▶ [Task brief]
With the exception of the pictures, write out the data below precisely.
-- Input for this task follows --
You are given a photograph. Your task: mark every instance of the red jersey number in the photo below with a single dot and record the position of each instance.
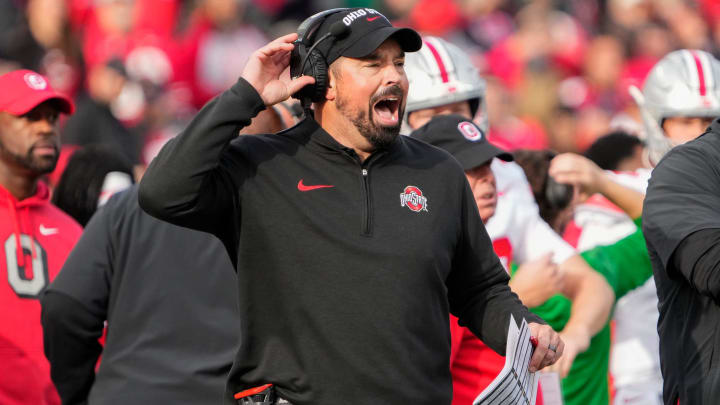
(26, 283)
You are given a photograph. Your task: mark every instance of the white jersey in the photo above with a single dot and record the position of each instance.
(517, 231)
(635, 355)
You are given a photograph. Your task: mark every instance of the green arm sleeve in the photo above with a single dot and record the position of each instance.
(624, 264)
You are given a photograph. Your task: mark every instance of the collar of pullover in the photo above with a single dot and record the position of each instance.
(21, 219)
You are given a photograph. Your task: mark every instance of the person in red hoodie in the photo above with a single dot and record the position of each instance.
(35, 236)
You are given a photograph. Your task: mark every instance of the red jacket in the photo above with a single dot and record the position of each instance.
(35, 238)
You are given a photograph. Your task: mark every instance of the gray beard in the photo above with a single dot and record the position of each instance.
(380, 137)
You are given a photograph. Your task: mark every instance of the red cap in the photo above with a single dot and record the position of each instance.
(23, 90)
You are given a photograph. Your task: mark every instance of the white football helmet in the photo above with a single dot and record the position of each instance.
(441, 73)
(684, 83)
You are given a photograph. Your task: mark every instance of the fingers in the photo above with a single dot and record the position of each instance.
(543, 356)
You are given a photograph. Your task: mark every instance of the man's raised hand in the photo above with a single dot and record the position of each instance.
(267, 71)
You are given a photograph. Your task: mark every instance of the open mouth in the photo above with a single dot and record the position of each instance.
(386, 110)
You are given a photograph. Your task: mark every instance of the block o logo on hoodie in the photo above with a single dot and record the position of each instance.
(412, 198)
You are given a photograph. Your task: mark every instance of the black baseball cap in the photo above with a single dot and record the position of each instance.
(366, 29)
(462, 138)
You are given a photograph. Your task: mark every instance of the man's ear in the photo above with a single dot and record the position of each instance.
(331, 91)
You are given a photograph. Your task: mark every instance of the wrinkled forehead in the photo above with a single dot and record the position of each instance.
(389, 49)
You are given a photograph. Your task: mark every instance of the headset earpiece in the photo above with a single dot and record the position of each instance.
(316, 65)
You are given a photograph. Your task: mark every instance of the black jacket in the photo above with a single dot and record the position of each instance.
(345, 289)
(681, 224)
(170, 303)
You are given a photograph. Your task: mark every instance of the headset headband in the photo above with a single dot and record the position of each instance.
(307, 28)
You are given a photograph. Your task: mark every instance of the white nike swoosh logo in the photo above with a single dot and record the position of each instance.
(47, 231)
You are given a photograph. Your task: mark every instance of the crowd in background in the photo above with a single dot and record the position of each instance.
(557, 71)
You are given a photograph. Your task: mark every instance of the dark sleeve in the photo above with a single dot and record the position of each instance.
(70, 335)
(191, 183)
(478, 291)
(75, 305)
(683, 196)
(697, 258)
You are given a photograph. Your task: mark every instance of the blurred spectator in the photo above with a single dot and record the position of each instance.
(183, 333)
(36, 235)
(94, 122)
(169, 298)
(556, 201)
(217, 46)
(617, 151)
(92, 175)
(507, 130)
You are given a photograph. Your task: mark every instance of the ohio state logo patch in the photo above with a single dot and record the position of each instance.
(412, 198)
(35, 81)
(469, 131)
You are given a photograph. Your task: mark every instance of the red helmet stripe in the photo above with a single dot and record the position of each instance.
(701, 72)
(438, 60)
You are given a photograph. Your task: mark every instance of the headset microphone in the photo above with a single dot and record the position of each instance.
(338, 30)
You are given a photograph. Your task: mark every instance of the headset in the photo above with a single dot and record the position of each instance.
(304, 52)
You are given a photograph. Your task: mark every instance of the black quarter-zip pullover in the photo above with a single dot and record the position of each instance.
(347, 270)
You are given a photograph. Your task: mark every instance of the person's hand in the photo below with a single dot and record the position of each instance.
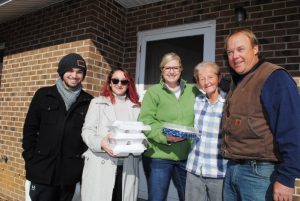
(282, 192)
(171, 138)
(105, 145)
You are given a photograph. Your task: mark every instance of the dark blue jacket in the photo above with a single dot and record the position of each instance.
(52, 140)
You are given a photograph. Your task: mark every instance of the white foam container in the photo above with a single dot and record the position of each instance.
(127, 139)
(125, 150)
(118, 127)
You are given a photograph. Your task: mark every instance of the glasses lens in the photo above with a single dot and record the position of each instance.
(174, 68)
(116, 81)
(124, 82)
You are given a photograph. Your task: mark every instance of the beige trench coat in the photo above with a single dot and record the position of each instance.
(99, 170)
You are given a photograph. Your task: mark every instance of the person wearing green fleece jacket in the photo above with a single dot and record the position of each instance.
(170, 101)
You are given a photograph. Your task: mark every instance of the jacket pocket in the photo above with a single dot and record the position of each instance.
(50, 113)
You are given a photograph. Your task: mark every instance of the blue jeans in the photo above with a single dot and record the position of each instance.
(159, 173)
(249, 181)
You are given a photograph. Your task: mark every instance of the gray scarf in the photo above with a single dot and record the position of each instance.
(69, 95)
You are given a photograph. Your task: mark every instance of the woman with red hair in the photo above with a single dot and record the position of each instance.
(105, 176)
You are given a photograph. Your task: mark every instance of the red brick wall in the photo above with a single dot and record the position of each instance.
(276, 24)
(34, 45)
(106, 35)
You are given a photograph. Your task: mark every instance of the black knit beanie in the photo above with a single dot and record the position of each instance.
(69, 61)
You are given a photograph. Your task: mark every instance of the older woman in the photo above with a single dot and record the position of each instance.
(206, 166)
(105, 176)
(169, 101)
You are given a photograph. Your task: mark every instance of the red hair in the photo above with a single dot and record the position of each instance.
(131, 92)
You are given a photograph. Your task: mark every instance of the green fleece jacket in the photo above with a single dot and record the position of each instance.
(160, 106)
-- Input for this task concluded --
▶ [Reply to the exercise]
You are given a photograph. Your task: mark every instance of the red jersey number in the photo below with a single dot and record the position of each instance.
(26, 283)
You are given a photograph. Your task: mark every instance of the white jersey in the photo above with a single dot and record the position of each instance.
(517, 231)
(635, 355)
You are given a photograph. Your task: mark every instance of the green arm sleeve in the photo above with a single dot and record the position of each instance.
(624, 264)
You are given a photograph. Your task: mark every instance of the collar of pullover in the photo above with a single dot and record the position of each instance.
(21, 219)
You are given a photograph. Your task: mark every instance of the person in red hoodie in the photo above with a single dot and record the position of each instance.
(35, 236)
You are given a photograph. Your task: mark every instance of the red jacket in the photo above with a single dot and record the position of each instance.
(35, 238)
You are given a photograph. Your task: mark every instance of the gray beard in the photo above with a single dot and record the position of each instance.
(380, 137)
You are given a photograph. Your task: mark every instance of the red cap in the photo above with a single dot and record the position of each instance.
(23, 90)
You are given a photograph. Your task: mark every instance of the white football helmet in the photo above with a single dot and record the position of each instance.
(441, 73)
(684, 83)
You are given a photograph. Your task: mark every instance of the fingers in the photo above with a single dot and record the position of each instance.
(543, 356)
You are given a photograph. Your task: mark every instance of the man's raised hand in the photo above with a single dot and record the position of each instance.
(267, 71)
You are given a photograph. Your task: mark every instance of the open mouth in the photo above with a single dot and record the position of each instance.
(386, 110)
You are given a photograph. Your task: mark every instance of the block o logo on hoodie in the photo above with a single dot and record the position of each instance.
(412, 198)
You are given a photograph. Your task: mark every instance of the black baseball cap in the photo above with a single dot and record the position of each instance.
(366, 29)
(462, 138)
You are given a photograph. Your task: mark every instance of the man's ear in the photo above with a single dot and record the position of each instance.
(331, 91)
You are given a photograph. Your task: mark every instance of the wrinkled forehead in the photo above with a single dot and record the position of each instance.
(389, 49)
You are given a photograph. Your task: mark every instance of the headset earpiece in the photo above with a single dot and record the position of each instance.
(316, 65)
You are given a photograph. Your task: mark every instance of the black jacket in the photo above with a single dot and record the position of each instance.
(345, 289)
(681, 224)
(170, 303)
You are given a photograph. Your task: mark every instance of the headset headband in the photo above with a single dot and record the position of each instance.
(307, 28)
You are given a photograph. Your task: mark every instance of the white nike swoosh logo in the photo above with a single dot and record the position of each instance.
(47, 231)
You are given a photograph. Your task: mark every instance of the crowd in background in the photo above with a single dot and record the position of each instance.
(557, 71)
You are given a photograph. Your task: mark every instance of the dark sleeve in the photo above with a single dot and record the position of each instance.
(70, 335)
(191, 183)
(478, 291)
(75, 305)
(683, 196)
(697, 258)
You are given a photograph. Your task: mark every instance of the blurred spectator in the photo above with a single dot and record the position of each instance.
(183, 333)
(36, 235)
(94, 122)
(169, 298)
(556, 201)
(217, 46)
(617, 151)
(92, 175)
(507, 130)
You are given a photograph. Your task: mark every instance of the ohio state logo patch in the photo above with a single dot and record the position of each instance.
(412, 198)
(35, 81)
(469, 131)
You are given a photograph. Your task: mark every instance of the red helmet stripe in the photo above with a single dot and record the position of each instance.
(701, 72)
(438, 60)
You are given a photograph. Your task: mark every instance of the headset microphone in the photo above with a single dot and record the position of each instance.
(338, 30)
You are given a photograph. Your task: mark every instance of the headset in the photo above with a single dot and record the position of each instance.
(304, 52)
You are given a photograph. Your task: mark every instance of the black quarter-zip pullover in the photo above with a single dot and record the position of each instance.
(347, 270)
You are given a photograph. Your task: mark every instance of the person's hand in the photo below with a single dot and record the position of each instance.
(282, 192)
(171, 138)
(105, 145)
You are given a photograph. Your task: mark every instance of the dark blue jacket in the photo above with a single dot and record the position of each instance.
(52, 140)
You are given a photograph. Your task: mark every instance of the white foam container in the photo above with a single dot and record the position of each instance.
(127, 139)
(125, 150)
(118, 127)
You are given a photograph. Your task: mark every instance of the glasses lens in the photo above with a single dot and record the position of each instance.
(174, 68)
(116, 81)
(124, 82)
You are given a photograph. Your task: mark every instance of the beige trench coat in the photo above with a single dot and record the position of each instance.
(99, 170)
You are given a photograph. Your task: mark every instance of the person wearing green fleece jacket in the photo above with a single dot and record the position of each instance.
(170, 101)
You are given a photograph. Your task: mark every instance of the jacket pocket in the photo above with a single dot and record the position of each instance.
(50, 113)
You are given a photograph. Your task: mark every instance of the blue jeans in the photo above with a single dot and record the position of each instance.
(159, 173)
(249, 181)
You are given a photograph. Your task: mark every instance of the gray scarf in the photo above with a single dot and record the position of each instance.
(69, 95)
You are given a photograph. Your task: mark every instance of the woman with red hair in the photo above with a single dot and record the position of each instance.
(105, 176)
You are given a photograph. Your task: mark every instance of the red brick wall in the photo above with a single dot and record the position of each instance.
(276, 24)
(34, 45)
(106, 35)
You are given a photograph. Your task: mark every instance of the black knit beanie in the photo above with a single dot and record the position of each instance.
(69, 61)
You are given a photograph. Your task: mark every instance of the older woman in the photo above with a single dot and record the position of each instance.
(206, 166)
(105, 176)
(169, 101)
You are given a photograph. Your task: mark every instance of the red hair in the photo above with a single dot and record the position of each instance.
(131, 92)
You are given a photograph. Your task: mark every instance of the green fleece jacket in the photo above with a single dot and record the position of each instance.
(160, 106)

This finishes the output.